Output exactly what appears from the line containing "Crop-scouting request: mark the green" to the end of the data below, and nothing more.

(Natural-language object grounding data)
= Beginning of Section =

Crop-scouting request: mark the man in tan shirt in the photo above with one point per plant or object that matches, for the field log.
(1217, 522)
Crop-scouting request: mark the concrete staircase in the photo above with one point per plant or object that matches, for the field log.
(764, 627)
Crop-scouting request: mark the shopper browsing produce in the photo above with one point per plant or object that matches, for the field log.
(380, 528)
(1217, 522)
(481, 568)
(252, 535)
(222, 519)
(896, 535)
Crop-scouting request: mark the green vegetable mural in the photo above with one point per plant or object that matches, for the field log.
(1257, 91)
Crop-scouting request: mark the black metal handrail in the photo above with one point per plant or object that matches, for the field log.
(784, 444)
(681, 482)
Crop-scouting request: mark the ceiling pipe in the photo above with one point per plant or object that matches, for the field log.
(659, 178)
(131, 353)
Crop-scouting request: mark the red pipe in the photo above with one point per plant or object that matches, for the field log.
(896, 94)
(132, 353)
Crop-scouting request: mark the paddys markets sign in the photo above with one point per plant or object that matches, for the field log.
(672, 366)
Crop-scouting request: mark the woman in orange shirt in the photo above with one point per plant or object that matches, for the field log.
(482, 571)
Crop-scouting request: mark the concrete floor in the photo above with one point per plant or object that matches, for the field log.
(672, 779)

= End of Section =

§ Answer below
Crop-scouting request: mark the green vegetable mural in the photo above with one point per plant or object that matches, for the field log.
(1257, 91)
Crop-scouting request: mark the black metal handrail in the photo above with one point per plant or object that matches, for the field log.
(784, 444)
(681, 482)
Crop-scouting request: mark the ceiling pipe in the photo above with one point per plant or object that matches, for the field log.
(659, 178)
(131, 353)
Crop-scouting request: mark the red pipe in the photo above with one point per plant or object that matches, for the field log.
(896, 94)
(132, 353)
Crop-scouting request: mark the paddys markets sign in the photo above with one point per plant or object that matches, for the field log.
(672, 366)
Crop-scouting request: mark the woman in orange shirt in the photo above with one point per plant or object that matches, for the field log.
(482, 571)
Crop-scouting request: mark the concrete floor in the photo above with one point per plant or object that matches, for the field log.
(672, 779)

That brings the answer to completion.